Beneath this task is a listing; retype all of it exactly.

start Records to use

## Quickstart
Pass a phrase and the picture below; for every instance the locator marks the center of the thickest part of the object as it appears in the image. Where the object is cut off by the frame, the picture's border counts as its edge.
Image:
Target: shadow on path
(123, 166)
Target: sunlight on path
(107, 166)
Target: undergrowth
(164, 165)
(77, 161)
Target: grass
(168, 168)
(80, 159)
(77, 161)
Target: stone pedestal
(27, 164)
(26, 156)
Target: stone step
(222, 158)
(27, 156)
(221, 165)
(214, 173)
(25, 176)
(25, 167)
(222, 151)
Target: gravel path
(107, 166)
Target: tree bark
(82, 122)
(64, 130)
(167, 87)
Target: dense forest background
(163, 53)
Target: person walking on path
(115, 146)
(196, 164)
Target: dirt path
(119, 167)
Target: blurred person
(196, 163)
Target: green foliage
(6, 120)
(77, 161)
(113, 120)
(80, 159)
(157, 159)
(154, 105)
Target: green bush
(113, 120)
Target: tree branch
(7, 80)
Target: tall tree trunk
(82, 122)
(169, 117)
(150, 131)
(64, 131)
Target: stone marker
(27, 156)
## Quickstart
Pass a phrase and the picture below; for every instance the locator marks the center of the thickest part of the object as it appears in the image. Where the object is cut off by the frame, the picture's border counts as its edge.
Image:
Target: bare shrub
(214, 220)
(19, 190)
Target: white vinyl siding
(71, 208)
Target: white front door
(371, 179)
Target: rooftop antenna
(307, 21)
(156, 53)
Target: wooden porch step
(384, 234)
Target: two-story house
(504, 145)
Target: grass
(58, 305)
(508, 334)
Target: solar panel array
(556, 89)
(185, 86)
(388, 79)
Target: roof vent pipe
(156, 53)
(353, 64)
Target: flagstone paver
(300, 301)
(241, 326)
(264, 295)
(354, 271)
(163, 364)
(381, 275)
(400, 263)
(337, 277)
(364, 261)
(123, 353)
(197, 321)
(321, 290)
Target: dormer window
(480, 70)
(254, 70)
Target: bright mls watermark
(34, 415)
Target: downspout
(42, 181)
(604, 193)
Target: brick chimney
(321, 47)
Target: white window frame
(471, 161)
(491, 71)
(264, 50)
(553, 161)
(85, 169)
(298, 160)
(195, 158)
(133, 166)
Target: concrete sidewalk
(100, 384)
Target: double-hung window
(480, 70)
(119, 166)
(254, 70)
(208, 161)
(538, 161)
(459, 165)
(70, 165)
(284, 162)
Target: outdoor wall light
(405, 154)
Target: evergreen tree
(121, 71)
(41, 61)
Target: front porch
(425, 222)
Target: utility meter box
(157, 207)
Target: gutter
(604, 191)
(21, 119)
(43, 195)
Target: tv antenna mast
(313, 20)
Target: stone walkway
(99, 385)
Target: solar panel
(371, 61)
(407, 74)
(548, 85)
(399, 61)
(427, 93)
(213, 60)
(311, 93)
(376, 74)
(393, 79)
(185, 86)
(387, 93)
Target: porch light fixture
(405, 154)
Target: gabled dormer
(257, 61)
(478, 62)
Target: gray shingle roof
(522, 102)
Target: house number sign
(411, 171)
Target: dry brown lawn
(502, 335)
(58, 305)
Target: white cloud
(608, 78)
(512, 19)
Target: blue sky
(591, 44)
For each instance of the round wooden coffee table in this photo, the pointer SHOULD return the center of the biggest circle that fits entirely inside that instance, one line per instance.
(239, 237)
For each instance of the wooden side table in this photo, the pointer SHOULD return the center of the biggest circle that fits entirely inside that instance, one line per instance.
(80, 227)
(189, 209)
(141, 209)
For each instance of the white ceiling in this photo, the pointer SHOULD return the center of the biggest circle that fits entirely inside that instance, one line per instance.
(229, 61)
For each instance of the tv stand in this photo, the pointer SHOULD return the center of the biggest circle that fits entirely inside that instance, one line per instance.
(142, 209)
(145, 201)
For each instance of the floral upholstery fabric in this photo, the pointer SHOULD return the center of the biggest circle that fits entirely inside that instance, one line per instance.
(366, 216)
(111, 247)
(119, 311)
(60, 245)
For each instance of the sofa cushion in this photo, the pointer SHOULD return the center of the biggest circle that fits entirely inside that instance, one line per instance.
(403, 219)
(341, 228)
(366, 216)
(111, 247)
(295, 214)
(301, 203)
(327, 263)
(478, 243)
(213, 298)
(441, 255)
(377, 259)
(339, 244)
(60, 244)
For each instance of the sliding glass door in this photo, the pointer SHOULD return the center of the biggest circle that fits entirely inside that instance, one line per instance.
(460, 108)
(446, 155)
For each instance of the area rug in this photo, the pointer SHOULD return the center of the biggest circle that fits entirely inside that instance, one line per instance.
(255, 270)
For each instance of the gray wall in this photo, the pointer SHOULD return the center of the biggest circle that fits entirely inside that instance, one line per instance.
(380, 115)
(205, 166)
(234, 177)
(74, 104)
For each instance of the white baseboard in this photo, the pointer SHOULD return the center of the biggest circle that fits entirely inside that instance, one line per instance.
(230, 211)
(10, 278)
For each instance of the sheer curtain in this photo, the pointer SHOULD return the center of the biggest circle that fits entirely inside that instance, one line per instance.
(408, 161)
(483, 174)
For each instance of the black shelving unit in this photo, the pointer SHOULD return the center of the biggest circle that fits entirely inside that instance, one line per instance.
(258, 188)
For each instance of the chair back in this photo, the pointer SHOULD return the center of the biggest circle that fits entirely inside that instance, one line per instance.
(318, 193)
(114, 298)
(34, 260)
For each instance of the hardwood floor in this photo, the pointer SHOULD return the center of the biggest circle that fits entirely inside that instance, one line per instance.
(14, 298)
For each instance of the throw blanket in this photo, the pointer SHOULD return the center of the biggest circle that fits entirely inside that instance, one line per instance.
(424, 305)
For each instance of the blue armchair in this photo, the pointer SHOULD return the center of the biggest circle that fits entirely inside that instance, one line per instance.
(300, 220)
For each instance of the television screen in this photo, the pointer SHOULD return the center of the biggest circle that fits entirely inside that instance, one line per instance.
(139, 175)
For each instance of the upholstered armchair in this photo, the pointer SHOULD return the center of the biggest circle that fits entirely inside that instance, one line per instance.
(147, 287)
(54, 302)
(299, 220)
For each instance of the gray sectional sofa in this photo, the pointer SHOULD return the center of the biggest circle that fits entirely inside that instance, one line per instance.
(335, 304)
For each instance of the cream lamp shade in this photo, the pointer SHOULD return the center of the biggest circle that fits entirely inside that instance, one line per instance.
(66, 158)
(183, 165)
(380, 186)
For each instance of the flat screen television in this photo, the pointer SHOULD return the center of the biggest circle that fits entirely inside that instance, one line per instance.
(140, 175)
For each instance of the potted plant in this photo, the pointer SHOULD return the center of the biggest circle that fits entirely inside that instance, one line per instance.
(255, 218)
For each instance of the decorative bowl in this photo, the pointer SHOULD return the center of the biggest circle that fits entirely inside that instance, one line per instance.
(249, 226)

end Records to use

> Final answer
## Quickstart
Pass a phrase and the picture below; for every instance the locator marks the center of the thickest part of the object as it appears in the image. Where the object is cut off by the frame, the picture's border counts as its edge.
Image:
Target: shadow on path
(123, 166)
Target: sunlight on path
(107, 166)
Target: undergrowth
(164, 165)
(77, 161)
Target: grass
(168, 168)
(80, 159)
(77, 161)
Target: stone pedestal
(27, 164)
(26, 156)
Target: stone step
(222, 158)
(27, 156)
(221, 165)
(214, 173)
(25, 176)
(25, 167)
(222, 151)
Target: gravel path
(107, 166)
Target: tree bark
(82, 122)
(64, 130)
(167, 87)
Target: dense forest background
(163, 53)
Target: person walking on path
(115, 146)
(196, 164)
Target: dirt path
(119, 167)
Target: blurred person
(196, 163)
Target: green foliage
(6, 120)
(77, 161)
(113, 120)
(80, 159)
(157, 159)
(154, 105)
Target: green bush
(113, 120)
Target: tree branch
(7, 80)
Target: tall tree trunk
(82, 122)
(169, 117)
(150, 131)
(64, 131)
Target: stone marker
(27, 156)
## Quickstart
Pass a phrase and the picture below; for every instance the locator marks the center of the thickest part of the object as it appears in the image. Where the object is cut off by the frame, the picture's border counts as its edge.
Image:
Target: bare shrub
(214, 220)
(19, 190)
Target: white vinyl siding
(71, 208)
Target: white front door
(371, 179)
Target: rooftop antenna
(307, 21)
(156, 53)
Target: wooden porch step
(384, 234)
Target: two-story house
(504, 145)
Target: grass
(58, 305)
(508, 334)
Target: solar panel array
(556, 89)
(185, 86)
(388, 79)
Target: roof vent pipe
(156, 53)
(353, 64)
Target: flagstone paver
(300, 301)
(241, 326)
(264, 295)
(354, 271)
(163, 364)
(381, 275)
(400, 263)
(337, 277)
(364, 261)
(123, 353)
(197, 321)
(321, 290)
Target: dormer window
(480, 70)
(254, 70)
Target: bright mls watermark
(34, 415)
Target: downspout
(42, 181)
(604, 193)
Target: brick chimney
(321, 47)
Target: white window frame
(471, 161)
(491, 71)
(264, 50)
(553, 161)
(85, 169)
(298, 160)
(195, 158)
(133, 166)
Target: concrete sidewalk
(100, 384)
Target: double-hung window
(480, 70)
(119, 166)
(254, 70)
(208, 161)
(538, 161)
(459, 165)
(70, 165)
(284, 162)
Target: outdoor wall light
(405, 154)
Target: evergreen tree
(121, 71)
(41, 61)
Target: front porch
(425, 222)
Target: utility meter box
(157, 207)
Target: gutter
(604, 191)
(21, 119)
(43, 195)
Target: tv antenna mast
(313, 20)
Target: stone walkway
(99, 385)
Target: solar panel
(371, 61)
(407, 74)
(548, 85)
(399, 61)
(427, 93)
(213, 60)
(311, 93)
(376, 74)
(393, 79)
(185, 86)
(387, 93)
Target: porch light fixture
(405, 154)
Target: gabled dormer
(257, 61)
(478, 62)
Target: gray shingle roof
(522, 102)
Target: house number sign
(411, 171)
Target: dry brown lawn
(502, 335)
(58, 305)
Target: white cloud
(608, 78)
(512, 19)
Target: blue sky
(591, 44)
For each instance of the round wooden coffee table in this photo, the pointer SHOULD return the center of the biggest circle that fits entirely inside that instance, one line per instance.
(239, 237)
For each instance of the wooden side table in this photo, the pointer SHOULD return the center of the biggest circle that fits entirely inside that instance, one line per instance.
(80, 227)
(189, 209)
(141, 209)
For each instance of the white ceiling in this photo, the pointer SHOULD return the center of the biggest circle that fits entirely inside that instance, one line per instance.
(229, 61)
For each instance of the tv stand in this photo, the pointer SHOULD return the center of the biggest circle that fits entirely inside that instance, one line per instance.
(142, 209)
(145, 201)
For each instance of the floral upholstery fabric in this photo, the pointer SHOULD return the center of the biggest circle that fits entirely inside that instance, one line per instance.
(366, 216)
(111, 247)
(119, 311)
(60, 245)
For each instance of the sofa cushion in this photo, the pointer SHOULD return the center of the biggest circle that fits entirely inside that instance, one line per instance.
(403, 219)
(341, 228)
(366, 216)
(111, 247)
(295, 214)
(301, 203)
(327, 263)
(478, 243)
(213, 298)
(441, 255)
(377, 259)
(339, 244)
(60, 244)
For each instance of the sliding glass door in this photo, the pointer SHOULD return the center of the biggest circle that fits entirely inside that instance, one line per instance.
(460, 108)
(446, 155)
For each instance of the area rug in this photo, the pointer SHOULD return the center of the biggest circle that fits entirely inside that instance, one line per instance.
(255, 270)
For each instance of the gray wall in this photo, the pointer SHOULD return the center of the biggest circle that fits entirely inside that instance, one line per instance.
(380, 115)
(205, 166)
(234, 177)
(74, 104)
For each instance of the white baseboard in this photo, the pointer SHOULD return the center of the biggest circle that fits entirely inside that instance, one line per instance.
(230, 211)
(10, 278)
For each instance of the sheer curtain in this photo, the pointer SHOULD return the center of the biggest circle that fits entirely inside that instance, one line per instance.
(408, 161)
(483, 174)
For each instance of the black shelving unit in this photo, the pointer SHOULD return the center of the biggest circle that fits entirely inside that instance, one line per instance.
(258, 188)
For each instance of the chair back in this photo, the pointer SHOULD return the center of the biggest circle that fits entirely inside that instance, one line per instance.
(318, 193)
(114, 298)
(34, 260)
For each instance of the hardwood floor in this photo, the pointer SHOULD return the center of the biggest circle that fits entirely inside that instance, one line per instance.
(14, 298)
For each instance of the throw blanket in this photo, the pointer SHOULD return the center of the biggest circle that fits entirely inside that instance, one line per instance.
(424, 305)
For each instance of the blue armchair in this photo, the pointer SHOULD return the center of the biggest circle that fits entirely inside that instance, one line per instance.
(300, 220)
For each instance of the television screen in this photo, the pointer SHOULD return the center of the biggest circle that fits entirely inside that instance, one line per instance.
(139, 175)
For each instance of the upholstered armchair in this photo, the pointer SHOULD return the center of the biggest circle that fits entirely inside that instance, one line per instance.
(147, 287)
(54, 302)
(299, 220)
For each instance of the gray sectional sofa in this photo, the pointer SHOULD return the center of the biggest circle that fits entirely inside that instance, one line per instance.
(335, 304)
For each instance of the cream lamp shade in this photo, the pointer SHOULD return the center of the biggest circle that fits entirely inside that instance, one line per instance.
(66, 158)
(183, 165)
(380, 186)
For each instance of the flat screen television in this photo, the pointer SHOULD return the center of the biggest circle that fits entirely inside that instance, one line per instance.
(140, 175)
For each instance of the potted plant in this photo, the pointer SHOULD return the center of the biggest circle that fits entirely inside that instance, one line per instance.
(255, 218)
For each instance of the decorative bowl in this photo, the pointer SHOULD return the center of the biggest circle that fits entirely inside that instance, one line per instance.
(249, 226)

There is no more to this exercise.